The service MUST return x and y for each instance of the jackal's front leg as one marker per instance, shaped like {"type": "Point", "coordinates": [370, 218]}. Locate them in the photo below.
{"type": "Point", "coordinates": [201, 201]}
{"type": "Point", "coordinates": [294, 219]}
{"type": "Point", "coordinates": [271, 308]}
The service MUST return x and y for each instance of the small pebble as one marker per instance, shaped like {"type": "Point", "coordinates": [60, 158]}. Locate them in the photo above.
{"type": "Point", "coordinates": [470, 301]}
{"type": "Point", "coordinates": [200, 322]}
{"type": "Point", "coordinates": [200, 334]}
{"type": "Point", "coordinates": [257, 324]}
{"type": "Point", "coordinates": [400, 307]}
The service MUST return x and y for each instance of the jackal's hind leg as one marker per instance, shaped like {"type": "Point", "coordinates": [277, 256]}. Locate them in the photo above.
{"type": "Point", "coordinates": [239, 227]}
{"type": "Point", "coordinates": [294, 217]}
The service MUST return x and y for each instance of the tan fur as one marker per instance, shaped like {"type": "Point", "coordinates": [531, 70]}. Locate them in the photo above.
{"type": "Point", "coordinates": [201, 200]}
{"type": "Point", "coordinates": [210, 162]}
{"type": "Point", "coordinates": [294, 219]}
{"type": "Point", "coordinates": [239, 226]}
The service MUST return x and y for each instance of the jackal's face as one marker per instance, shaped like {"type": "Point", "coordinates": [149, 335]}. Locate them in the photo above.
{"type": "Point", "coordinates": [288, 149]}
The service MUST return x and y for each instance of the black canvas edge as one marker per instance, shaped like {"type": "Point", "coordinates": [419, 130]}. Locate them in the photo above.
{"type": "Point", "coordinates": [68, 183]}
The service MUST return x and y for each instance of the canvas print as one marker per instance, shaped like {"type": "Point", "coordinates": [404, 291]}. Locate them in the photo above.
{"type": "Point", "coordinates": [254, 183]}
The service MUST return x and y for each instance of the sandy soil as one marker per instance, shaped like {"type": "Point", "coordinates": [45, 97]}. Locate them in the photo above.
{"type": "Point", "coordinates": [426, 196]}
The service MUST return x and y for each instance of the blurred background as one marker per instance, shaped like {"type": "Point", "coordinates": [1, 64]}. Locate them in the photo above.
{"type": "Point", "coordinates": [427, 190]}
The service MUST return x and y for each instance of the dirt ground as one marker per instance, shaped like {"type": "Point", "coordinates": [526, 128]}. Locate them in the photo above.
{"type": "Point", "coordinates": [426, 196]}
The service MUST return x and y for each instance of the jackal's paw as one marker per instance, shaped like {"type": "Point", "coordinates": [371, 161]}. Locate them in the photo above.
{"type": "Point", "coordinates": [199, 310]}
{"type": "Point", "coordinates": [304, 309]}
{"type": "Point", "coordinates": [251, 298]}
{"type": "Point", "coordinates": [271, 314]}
^^^^
WHAT THIS TASK INVOLVES:
Reproduce the listing above in full, word for word.

EXERCISE OUTPUT:
The service MUST return x and y for each instance of the jackal's front leg as one marker per instance, shaped like {"type": "Point", "coordinates": [370, 218]}. Locate them in the photo below.
{"type": "Point", "coordinates": [201, 201]}
{"type": "Point", "coordinates": [294, 219]}
{"type": "Point", "coordinates": [271, 308]}
The service MUST return x and y for each instance of the small pebble as one marker per instance, shaped like {"type": "Point", "coordinates": [60, 158]}. Locate them in the photo above.
{"type": "Point", "coordinates": [470, 301]}
{"type": "Point", "coordinates": [200, 322]}
{"type": "Point", "coordinates": [200, 334]}
{"type": "Point", "coordinates": [257, 324]}
{"type": "Point", "coordinates": [400, 307]}
The service MUST return x and y for each instance of the jackal's hind leg as one marker per instance, shaped like {"type": "Point", "coordinates": [277, 256]}. Locate them in the photo above.
{"type": "Point", "coordinates": [239, 227]}
{"type": "Point", "coordinates": [294, 217]}
The service MUST return x and y for each instance of the tan fur as one marker per instance, shaped like {"type": "Point", "coordinates": [531, 70]}. Locate them in the photo above.
{"type": "Point", "coordinates": [201, 200]}
{"type": "Point", "coordinates": [210, 162]}
{"type": "Point", "coordinates": [294, 219]}
{"type": "Point", "coordinates": [239, 226]}
The service MUST return x and y for each instance of the jackal's face as one marker per instance, shaped like {"type": "Point", "coordinates": [149, 335]}. Locate them in the photo above.
{"type": "Point", "coordinates": [288, 149]}
The service MUST return x and y for each instance of the black canvas edge as one marker per instance, shaped like {"type": "Point", "coordinates": [419, 130]}. Locate them in the photo above.
{"type": "Point", "coordinates": [68, 183]}
The service MUST return x and y for each instance of the canvas print as one marker per instance, shaped like {"type": "Point", "coordinates": [404, 291]}. Locate them in the photo above.
{"type": "Point", "coordinates": [254, 183]}
The service MUST return x and y for each instance of the sandy soil as one marker per instance, shaped like {"type": "Point", "coordinates": [45, 97]}. Locate them in the photo above.
{"type": "Point", "coordinates": [426, 196]}
The service MUST return x and y for each instance of the blurred background as one marker per instance, shaped like {"type": "Point", "coordinates": [1, 64]}. Locate them in the photo above.
{"type": "Point", "coordinates": [427, 190]}
The service MUST return x and y for each instance of the dirt ground as one marker per instance, shaped like {"type": "Point", "coordinates": [526, 128]}. Locate them in the photo above.
{"type": "Point", "coordinates": [426, 196]}
The service MUST return x and y for each instance of the jackal's paw as one marker per instance, shaped like {"type": "Point", "coordinates": [371, 161]}. Locate them in the photo above.
{"type": "Point", "coordinates": [199, 310]}
{"type": "Point", "coordinates": [304, 309]}
{"type": "Point", "coordinates": [251, 298]}
{"type": "Point", "coordinates": [271, 314]}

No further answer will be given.